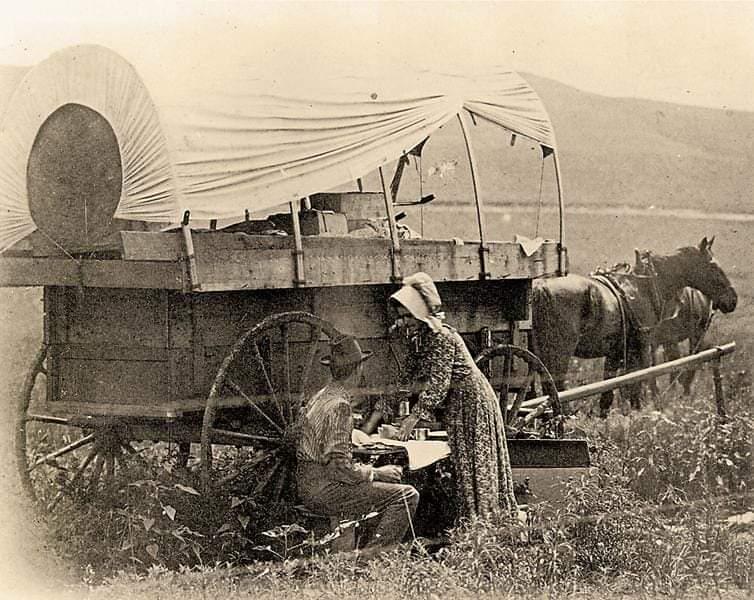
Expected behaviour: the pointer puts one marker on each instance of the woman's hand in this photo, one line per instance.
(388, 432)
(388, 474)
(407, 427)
____________________
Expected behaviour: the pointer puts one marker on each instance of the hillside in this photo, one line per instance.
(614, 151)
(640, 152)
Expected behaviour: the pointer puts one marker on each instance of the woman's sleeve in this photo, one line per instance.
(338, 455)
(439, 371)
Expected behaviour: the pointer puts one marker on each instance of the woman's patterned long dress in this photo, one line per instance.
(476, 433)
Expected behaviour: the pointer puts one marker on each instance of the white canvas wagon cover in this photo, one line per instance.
____________________
Task brief:
Please list every line of the records that contains the word "behaviour", treating uppercase and lowercase as different.

Answer to the problem:
Expected behaviour: the pointer puts one marker on each instance of the woman's hand in this photo, one line per instance.
Expected behaviour: the pointer puts one marker on each instance of the hillside in this photo, one line per instance.
Expected behaviour: the pointer puts one marker on each instance of the woman's sleeve in this photo, one line per instance.
Expected behaviour: the pointer puts one marker on each instance of the woman's patterned long dress in this photo, one line per instance.
Expected behaviour: the pointer puts one marker on each instance of the white canvas wagon cover in this photo, one line per instance.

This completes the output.